* _Task directions_
From the line containing "In this photo, where can the side window" to the last line of the records, reproduce every line exactly and print nothing else.
***** Task input *****
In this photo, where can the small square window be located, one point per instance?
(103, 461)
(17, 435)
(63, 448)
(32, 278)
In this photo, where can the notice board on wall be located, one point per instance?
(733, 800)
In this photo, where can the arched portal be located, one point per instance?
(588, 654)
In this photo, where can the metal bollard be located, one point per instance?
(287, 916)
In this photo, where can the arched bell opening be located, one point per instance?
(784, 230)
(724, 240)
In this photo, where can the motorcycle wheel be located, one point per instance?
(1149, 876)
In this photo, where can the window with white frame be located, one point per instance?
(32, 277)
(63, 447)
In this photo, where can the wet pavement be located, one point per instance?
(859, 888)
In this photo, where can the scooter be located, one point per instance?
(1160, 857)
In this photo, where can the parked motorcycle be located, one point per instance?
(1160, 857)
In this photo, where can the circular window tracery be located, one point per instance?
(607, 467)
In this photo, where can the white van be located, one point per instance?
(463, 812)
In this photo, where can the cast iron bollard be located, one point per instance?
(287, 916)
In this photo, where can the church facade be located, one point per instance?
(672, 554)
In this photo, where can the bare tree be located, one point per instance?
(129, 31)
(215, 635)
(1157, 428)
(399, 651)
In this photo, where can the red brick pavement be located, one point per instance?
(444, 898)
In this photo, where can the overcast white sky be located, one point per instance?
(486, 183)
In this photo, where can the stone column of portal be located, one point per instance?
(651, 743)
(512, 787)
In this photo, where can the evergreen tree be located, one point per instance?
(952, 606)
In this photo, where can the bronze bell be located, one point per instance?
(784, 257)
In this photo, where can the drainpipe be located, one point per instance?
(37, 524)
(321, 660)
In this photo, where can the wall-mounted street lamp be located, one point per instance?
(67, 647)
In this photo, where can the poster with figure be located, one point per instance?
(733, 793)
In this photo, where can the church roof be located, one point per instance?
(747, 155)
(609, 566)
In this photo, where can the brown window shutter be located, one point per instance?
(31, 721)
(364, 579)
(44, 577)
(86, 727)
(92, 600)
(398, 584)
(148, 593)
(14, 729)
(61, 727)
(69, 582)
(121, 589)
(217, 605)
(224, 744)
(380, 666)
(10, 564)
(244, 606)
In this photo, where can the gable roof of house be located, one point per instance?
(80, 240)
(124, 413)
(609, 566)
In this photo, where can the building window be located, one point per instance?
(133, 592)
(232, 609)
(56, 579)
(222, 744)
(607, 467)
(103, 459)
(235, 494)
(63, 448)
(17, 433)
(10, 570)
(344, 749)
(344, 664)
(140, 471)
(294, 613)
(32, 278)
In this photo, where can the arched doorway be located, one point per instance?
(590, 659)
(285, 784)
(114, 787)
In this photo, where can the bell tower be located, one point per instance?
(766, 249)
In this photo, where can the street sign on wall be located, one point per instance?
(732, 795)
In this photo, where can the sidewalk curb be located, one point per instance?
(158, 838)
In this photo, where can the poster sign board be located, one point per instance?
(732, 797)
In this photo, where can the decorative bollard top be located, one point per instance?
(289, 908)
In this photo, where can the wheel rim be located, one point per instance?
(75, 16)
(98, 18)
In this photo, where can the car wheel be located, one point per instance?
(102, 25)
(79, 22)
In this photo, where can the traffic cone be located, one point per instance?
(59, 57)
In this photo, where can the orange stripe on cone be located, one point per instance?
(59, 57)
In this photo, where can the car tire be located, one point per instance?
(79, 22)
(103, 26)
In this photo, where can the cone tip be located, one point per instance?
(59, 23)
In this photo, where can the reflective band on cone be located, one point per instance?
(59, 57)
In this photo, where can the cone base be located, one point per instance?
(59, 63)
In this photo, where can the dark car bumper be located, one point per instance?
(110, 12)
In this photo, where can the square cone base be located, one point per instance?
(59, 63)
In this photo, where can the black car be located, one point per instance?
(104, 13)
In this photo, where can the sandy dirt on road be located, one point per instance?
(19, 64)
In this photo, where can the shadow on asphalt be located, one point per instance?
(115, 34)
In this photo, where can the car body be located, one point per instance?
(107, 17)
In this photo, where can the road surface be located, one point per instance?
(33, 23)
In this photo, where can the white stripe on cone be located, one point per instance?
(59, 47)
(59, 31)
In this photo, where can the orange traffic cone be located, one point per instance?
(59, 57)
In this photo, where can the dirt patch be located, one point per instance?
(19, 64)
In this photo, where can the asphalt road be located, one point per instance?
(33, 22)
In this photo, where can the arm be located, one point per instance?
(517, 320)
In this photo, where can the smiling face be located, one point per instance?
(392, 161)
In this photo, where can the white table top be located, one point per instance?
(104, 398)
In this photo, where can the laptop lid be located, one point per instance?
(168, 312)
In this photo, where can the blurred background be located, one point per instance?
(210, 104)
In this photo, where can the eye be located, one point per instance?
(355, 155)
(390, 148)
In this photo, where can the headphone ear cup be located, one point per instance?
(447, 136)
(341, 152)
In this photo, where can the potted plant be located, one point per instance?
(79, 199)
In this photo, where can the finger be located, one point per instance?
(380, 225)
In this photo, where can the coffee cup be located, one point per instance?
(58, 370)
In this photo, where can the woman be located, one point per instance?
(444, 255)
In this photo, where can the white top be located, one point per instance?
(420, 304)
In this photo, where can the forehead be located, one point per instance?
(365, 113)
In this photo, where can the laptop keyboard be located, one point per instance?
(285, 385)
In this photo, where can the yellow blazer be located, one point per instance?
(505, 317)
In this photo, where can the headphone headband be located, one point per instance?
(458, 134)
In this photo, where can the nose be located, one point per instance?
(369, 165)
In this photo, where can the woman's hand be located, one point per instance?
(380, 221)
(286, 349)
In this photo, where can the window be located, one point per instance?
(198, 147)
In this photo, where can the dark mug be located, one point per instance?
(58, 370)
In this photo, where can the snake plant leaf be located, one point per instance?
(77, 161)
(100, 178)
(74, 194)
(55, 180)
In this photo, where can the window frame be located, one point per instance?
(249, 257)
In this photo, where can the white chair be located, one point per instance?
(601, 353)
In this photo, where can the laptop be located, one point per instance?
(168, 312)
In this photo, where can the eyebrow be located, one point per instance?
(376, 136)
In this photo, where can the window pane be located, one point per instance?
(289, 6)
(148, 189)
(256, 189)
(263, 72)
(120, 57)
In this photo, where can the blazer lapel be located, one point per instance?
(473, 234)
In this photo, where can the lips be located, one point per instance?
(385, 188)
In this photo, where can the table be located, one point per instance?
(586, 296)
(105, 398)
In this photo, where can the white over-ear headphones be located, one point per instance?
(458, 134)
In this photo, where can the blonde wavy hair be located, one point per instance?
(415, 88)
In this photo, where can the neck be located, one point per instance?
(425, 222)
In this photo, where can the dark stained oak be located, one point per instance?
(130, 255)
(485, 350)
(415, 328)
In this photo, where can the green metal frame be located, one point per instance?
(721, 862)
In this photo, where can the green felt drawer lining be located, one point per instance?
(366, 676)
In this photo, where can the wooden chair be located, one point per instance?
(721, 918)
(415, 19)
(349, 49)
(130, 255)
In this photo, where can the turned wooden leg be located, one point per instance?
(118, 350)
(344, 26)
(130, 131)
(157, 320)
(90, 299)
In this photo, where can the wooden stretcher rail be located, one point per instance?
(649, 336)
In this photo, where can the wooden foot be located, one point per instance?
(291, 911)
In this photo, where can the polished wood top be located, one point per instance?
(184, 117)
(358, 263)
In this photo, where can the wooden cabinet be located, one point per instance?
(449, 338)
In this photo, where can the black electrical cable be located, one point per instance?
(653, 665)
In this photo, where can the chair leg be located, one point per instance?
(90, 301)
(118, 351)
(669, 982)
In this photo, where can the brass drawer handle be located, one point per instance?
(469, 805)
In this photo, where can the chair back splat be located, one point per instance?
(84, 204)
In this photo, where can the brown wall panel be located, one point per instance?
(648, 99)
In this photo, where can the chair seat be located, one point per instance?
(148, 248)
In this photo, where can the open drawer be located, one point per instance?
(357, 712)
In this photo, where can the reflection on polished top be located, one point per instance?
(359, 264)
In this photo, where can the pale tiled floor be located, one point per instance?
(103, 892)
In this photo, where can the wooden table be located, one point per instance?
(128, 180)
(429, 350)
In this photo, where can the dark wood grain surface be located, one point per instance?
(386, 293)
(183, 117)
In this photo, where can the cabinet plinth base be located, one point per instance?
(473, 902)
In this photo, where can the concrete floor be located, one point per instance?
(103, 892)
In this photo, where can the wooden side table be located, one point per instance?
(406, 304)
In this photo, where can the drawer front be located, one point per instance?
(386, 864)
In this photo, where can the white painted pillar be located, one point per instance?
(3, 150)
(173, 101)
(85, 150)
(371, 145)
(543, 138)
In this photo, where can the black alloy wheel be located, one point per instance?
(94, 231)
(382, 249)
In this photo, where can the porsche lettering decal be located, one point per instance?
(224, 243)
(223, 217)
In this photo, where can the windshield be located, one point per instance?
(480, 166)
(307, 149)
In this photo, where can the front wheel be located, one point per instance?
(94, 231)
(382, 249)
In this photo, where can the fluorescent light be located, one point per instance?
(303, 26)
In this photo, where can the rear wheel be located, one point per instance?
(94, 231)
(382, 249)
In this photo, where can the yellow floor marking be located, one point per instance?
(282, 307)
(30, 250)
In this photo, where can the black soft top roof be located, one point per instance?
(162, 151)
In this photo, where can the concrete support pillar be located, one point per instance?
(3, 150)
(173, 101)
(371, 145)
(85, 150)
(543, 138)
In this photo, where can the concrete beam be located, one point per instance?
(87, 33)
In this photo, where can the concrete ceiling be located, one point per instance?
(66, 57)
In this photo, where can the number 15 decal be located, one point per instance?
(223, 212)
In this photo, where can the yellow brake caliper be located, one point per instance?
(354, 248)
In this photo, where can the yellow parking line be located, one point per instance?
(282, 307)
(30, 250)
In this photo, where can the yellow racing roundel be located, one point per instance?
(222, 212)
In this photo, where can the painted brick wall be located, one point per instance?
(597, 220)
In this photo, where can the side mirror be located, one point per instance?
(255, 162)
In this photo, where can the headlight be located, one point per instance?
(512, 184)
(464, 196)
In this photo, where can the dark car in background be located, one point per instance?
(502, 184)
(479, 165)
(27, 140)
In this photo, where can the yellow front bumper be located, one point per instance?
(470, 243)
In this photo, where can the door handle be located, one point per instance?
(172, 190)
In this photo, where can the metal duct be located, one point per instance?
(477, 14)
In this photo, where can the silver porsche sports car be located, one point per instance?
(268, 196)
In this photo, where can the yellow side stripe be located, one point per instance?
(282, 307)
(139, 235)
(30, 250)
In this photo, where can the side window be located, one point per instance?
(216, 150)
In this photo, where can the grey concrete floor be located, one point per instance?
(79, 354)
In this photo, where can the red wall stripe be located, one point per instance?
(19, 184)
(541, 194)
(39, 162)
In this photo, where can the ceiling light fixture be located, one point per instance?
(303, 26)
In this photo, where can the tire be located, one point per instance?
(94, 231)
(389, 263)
*****
* _Reply to the exercise_
In this photo, where can the side window be located, one point per instance?
(216, 150)
In this photo, where can the grey concrete floor be located, one point per instance?
(79, 354)
In this photo, where can the red wall stripe be located, one point per instance?
(19, 184)
(541, 194)
(39, 162)
In this photo, where can the ceiling light fixture be located, one point per instance?
(303, 26)
In this photo, where can the tire be located, one point per instance?
(94, 231)
(389, 263)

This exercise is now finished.